• [Task prompt]:
Please copy exactly the lines that begin with the one containing "Every instance of the misty" and end with the last line of the entries.

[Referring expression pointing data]
• • • • •
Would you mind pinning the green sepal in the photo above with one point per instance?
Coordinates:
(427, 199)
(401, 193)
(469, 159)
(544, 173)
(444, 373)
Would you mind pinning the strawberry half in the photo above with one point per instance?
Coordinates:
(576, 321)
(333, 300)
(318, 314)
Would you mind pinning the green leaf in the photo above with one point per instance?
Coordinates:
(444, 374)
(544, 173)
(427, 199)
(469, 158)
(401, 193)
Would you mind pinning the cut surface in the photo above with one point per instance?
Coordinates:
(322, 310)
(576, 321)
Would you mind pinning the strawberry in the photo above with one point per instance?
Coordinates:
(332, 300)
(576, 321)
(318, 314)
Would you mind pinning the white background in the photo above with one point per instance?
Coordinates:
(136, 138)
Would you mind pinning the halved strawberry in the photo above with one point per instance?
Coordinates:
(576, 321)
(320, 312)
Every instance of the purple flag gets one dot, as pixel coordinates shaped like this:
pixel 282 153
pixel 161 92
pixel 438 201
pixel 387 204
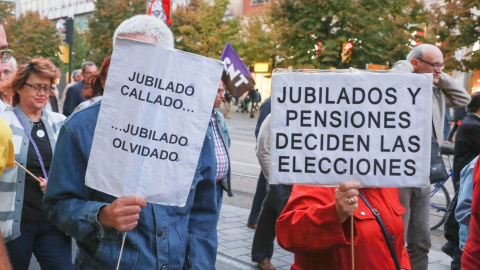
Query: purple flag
pixel 236 75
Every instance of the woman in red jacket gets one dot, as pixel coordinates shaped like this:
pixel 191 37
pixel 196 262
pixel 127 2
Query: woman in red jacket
pixel 315 225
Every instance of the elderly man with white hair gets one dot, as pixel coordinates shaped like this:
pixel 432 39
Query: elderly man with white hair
pixel 157 234
pixel 446 92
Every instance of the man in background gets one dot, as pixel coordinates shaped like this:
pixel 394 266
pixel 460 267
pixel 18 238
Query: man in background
pixel 74 94
pixel 9 70
pixel 77 77
pixel 7 158
pixel 446 92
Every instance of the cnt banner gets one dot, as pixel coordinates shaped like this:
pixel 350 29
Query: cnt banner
pixel 236 75
pixel 331 127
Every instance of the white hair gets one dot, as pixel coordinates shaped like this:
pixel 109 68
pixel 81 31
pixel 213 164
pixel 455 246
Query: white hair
pixel 417 51
pixel 146 25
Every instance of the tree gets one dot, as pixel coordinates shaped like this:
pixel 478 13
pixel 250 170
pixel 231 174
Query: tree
pixel 199 28
pixel 108 14
pixel 32 36
pixel 457 25
pixel 6 9
pixel 379 30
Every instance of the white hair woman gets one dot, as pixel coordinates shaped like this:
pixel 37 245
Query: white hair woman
pixel 24 222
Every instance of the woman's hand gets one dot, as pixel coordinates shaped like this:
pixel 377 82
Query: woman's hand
pixel 346 200
pixel 43 184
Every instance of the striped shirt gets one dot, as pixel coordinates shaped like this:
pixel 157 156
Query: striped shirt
pixel 220 151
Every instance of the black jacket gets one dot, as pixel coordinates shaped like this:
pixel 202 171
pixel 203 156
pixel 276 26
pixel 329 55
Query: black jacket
pixel 467 144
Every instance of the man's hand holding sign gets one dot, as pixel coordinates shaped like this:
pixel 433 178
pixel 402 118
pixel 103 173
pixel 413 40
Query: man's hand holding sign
pixel 357 131
pixel 141 147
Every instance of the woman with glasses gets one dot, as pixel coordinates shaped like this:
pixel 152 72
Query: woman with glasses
pixel 23 221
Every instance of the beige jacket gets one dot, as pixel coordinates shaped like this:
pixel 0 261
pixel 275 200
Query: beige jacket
pixel 447 93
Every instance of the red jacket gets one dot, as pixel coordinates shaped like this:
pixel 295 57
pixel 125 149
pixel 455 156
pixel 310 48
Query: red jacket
pixel 471 252
pixel 310 227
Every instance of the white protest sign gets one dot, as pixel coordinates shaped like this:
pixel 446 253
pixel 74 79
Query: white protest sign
pixel 152 122
pixel 328 128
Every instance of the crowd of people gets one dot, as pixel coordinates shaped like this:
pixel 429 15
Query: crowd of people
pixel 44 201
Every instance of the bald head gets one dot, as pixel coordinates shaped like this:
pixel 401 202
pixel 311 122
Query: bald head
pixel 426 58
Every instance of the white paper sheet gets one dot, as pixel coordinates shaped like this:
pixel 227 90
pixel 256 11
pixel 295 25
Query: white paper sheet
pixel 152 122
pixel 365 127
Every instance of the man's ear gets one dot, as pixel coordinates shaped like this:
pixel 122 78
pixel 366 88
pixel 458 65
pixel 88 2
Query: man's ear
pixel 414 62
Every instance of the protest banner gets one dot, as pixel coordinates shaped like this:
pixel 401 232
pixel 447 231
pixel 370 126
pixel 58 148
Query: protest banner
pixel 152 122
pixel 236 75
pixel 328 128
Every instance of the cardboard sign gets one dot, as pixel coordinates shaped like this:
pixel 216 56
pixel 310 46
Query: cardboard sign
pixel 152 122
pixel 329 128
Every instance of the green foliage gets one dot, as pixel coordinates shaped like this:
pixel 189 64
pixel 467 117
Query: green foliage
pixel 6 9
pixel 456 25
pixel 380 30
pixel 32 36
pixel 199 28
pixel 108 14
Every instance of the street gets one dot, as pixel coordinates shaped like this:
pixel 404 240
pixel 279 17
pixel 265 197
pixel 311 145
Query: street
pixel 245 171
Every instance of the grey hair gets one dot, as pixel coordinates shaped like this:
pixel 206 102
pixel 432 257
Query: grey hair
pixel 147 25
pixel 85 64
pixel 416 52
pixel 76 72
pixel 14 64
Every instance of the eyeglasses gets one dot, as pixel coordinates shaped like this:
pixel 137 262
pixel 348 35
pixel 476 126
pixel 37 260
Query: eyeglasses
pixel 6 55
pixel 435 66
pixel 37 87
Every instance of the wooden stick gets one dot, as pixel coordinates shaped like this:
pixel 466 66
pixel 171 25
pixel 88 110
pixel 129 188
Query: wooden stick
pixel 27 171
pixel 352 239
pixel 121 250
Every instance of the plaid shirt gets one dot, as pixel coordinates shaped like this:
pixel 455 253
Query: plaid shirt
pixel 220 151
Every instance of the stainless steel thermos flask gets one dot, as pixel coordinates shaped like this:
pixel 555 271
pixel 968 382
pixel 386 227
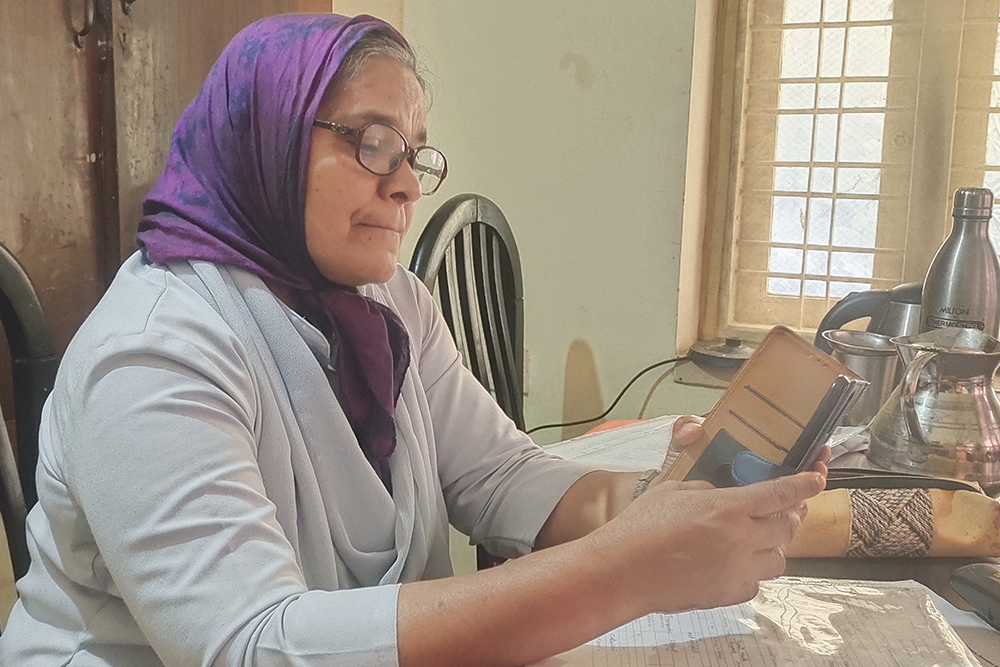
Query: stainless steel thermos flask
pixel 962 287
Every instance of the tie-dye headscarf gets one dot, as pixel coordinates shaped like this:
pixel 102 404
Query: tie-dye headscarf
pixel 233 193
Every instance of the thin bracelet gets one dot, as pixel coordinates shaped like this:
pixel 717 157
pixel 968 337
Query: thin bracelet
pixel 644 482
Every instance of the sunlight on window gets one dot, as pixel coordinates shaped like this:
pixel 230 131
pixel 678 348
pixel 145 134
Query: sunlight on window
pixel 991 178
pixel 832 95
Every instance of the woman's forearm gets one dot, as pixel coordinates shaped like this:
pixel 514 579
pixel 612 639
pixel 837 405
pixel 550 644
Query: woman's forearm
pixel 591 502
pixel 515 614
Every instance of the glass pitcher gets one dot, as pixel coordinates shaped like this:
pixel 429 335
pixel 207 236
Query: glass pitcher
pixel 944 417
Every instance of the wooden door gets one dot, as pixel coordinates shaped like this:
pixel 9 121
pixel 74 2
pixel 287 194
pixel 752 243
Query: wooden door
pixel 85 129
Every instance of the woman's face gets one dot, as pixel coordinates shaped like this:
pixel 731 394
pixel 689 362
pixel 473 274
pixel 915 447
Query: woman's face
pixel 356 220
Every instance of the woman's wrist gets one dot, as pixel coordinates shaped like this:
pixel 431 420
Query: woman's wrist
pixel 644 482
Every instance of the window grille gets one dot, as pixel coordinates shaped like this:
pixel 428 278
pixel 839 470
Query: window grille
pixel 855 121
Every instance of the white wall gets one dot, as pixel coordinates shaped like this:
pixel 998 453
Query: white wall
pixel 572 115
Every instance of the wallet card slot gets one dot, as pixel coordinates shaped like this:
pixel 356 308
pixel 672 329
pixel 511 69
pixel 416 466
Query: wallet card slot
pixel 756 431
pixel 774 406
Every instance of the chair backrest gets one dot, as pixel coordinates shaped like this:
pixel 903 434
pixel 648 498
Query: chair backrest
pixel 467 258
pixel 34 364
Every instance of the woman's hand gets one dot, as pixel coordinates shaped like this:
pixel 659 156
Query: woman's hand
pixel 685 545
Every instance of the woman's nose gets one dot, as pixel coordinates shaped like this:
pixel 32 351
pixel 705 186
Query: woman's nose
pixel 403 185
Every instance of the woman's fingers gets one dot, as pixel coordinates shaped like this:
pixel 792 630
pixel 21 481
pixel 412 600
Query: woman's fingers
pixel 686 430
pixel 776 495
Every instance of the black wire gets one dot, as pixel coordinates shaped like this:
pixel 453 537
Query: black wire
pixel 614 402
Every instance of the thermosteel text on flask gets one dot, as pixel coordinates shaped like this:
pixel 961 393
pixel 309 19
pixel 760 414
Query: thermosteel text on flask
pixel 962 287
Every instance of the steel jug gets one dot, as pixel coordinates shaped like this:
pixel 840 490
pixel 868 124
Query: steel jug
pixel 894 312
pixel 874 358
pixel 944 417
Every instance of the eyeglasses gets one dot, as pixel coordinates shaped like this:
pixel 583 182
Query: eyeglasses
pixel 381 150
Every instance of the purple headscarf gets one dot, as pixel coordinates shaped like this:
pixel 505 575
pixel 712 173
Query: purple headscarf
pixel 233 193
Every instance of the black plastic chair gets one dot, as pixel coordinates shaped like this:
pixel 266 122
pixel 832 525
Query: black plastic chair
pixel 34 369
pixel 467 258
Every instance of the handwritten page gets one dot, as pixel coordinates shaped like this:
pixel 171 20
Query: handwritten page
pixel 633 447
pixel 792 622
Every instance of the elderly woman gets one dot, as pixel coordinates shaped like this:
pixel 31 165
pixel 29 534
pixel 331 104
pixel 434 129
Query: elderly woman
pixel 256 442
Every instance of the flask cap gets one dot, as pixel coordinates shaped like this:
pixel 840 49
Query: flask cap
pixel 973 203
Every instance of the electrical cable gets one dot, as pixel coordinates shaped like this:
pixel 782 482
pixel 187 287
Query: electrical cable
pixel 614 402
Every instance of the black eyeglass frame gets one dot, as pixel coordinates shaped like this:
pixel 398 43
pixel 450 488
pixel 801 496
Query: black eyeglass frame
pixel 409 153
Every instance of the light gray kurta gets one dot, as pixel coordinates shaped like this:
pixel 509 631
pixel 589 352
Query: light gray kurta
pixel 203 500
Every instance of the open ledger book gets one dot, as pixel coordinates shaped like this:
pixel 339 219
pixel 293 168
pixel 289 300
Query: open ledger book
pixel 778 411
pixel 793 622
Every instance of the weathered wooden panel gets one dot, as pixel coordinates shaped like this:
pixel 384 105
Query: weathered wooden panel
pixel 47 199
pixel 163 51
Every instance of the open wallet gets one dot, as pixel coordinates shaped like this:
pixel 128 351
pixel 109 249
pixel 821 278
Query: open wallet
pixel 778 412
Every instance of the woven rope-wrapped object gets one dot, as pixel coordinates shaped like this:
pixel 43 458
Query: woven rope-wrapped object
pixel 890 522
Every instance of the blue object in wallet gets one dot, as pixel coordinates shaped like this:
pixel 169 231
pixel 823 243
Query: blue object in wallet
pixel 725 462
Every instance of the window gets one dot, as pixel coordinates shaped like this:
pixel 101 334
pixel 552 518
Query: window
pixel 852 123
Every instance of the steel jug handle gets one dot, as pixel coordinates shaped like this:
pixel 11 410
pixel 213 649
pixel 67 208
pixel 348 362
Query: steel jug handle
pixel 907 390
pixel 852 307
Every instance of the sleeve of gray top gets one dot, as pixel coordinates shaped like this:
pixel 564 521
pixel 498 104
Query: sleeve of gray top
pixel 160 456
pixel 499 486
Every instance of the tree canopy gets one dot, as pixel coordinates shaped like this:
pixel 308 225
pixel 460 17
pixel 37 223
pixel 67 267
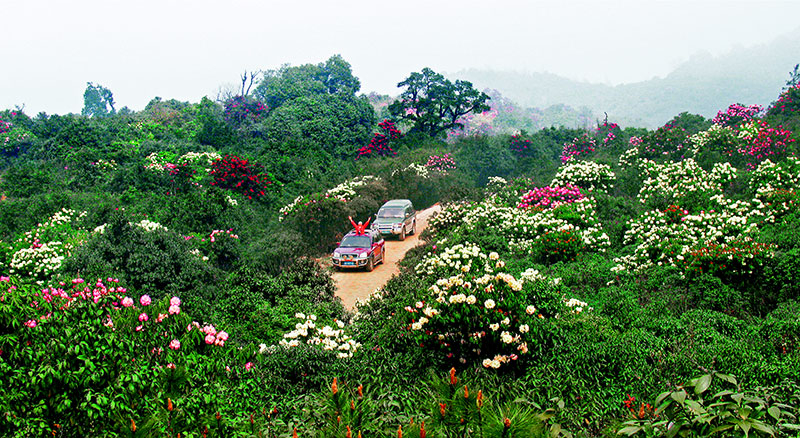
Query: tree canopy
pixel 98 101
pixel 433 104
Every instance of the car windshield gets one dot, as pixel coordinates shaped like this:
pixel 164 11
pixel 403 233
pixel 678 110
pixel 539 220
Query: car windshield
pixel 356 242
pixel 390 212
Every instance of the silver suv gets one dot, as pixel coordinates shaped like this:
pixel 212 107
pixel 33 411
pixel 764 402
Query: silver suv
pixel 396 217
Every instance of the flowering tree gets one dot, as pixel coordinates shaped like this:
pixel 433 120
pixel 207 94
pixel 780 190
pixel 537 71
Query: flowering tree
pixel 788 102
pixel 583 145
pixel 240 175
pixel 433 104
pixel 240 109
pixel 736 114
pixel 379 146
pixel 520 146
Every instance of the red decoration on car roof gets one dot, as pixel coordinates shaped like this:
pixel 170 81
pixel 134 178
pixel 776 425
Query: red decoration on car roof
pixel 360 228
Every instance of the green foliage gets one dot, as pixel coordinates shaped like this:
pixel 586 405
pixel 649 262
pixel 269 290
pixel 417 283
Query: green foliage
pixel 147 258
pixel 432 104
pixel 481 158
pixel 692 410
pixel 98 101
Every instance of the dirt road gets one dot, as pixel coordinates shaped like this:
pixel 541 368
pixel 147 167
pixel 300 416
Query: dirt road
pixel 358 284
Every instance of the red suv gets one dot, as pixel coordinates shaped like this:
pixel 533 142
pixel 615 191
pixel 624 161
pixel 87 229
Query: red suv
pixel 360 250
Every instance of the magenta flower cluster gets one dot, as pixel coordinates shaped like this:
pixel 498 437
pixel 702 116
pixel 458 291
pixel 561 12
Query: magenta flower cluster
pixel 441 163
pixel 4 126
pixel 788 102
pixel 63 296
pixel 736 114
pixel 379 146
pixel 212 336
pixel 767 143
pixel 550 197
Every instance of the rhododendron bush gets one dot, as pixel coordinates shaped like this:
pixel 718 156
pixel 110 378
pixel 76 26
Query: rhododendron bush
pixel 483 315
pixel 380 143
pixel 67 342
pixel 241 176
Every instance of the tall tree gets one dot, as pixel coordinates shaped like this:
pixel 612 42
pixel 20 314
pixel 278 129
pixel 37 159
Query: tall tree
pixel 98 101
pixel 433 104
pixel 315 107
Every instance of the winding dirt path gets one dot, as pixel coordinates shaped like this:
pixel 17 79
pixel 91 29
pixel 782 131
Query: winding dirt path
pixel 358 284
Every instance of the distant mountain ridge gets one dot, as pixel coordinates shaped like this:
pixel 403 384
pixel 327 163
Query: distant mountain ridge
pixel 702 85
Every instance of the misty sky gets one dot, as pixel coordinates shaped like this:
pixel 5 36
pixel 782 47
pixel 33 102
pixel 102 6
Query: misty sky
pixel 186 49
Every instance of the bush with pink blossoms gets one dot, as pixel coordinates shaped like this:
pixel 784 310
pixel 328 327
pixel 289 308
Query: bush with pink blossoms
pixel 736 114
pixel 762 141
pixel 380 144
pixel 76 350
pixel 788 103
pixel 550 196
• • • • •
• [Result]:
Every instance of the misty sky gets one dot, as pixel coordinates shaped like this:
pixel 5 36
pixel 782 47
pixel 33 102
pixel 102 6
Query: misty sky
pixel 186 49
Every instance of the bush with pink blossoms gets one dot, as pixel coordinates shaped like this:
pixel 784 310
pixel 328 327
pixel 289 308
Query: bush with pink blossoms
pixel 736 114
pixel 762 141
pixel 380 144
pixel 76 350
pixel 788 103
pixel 550 196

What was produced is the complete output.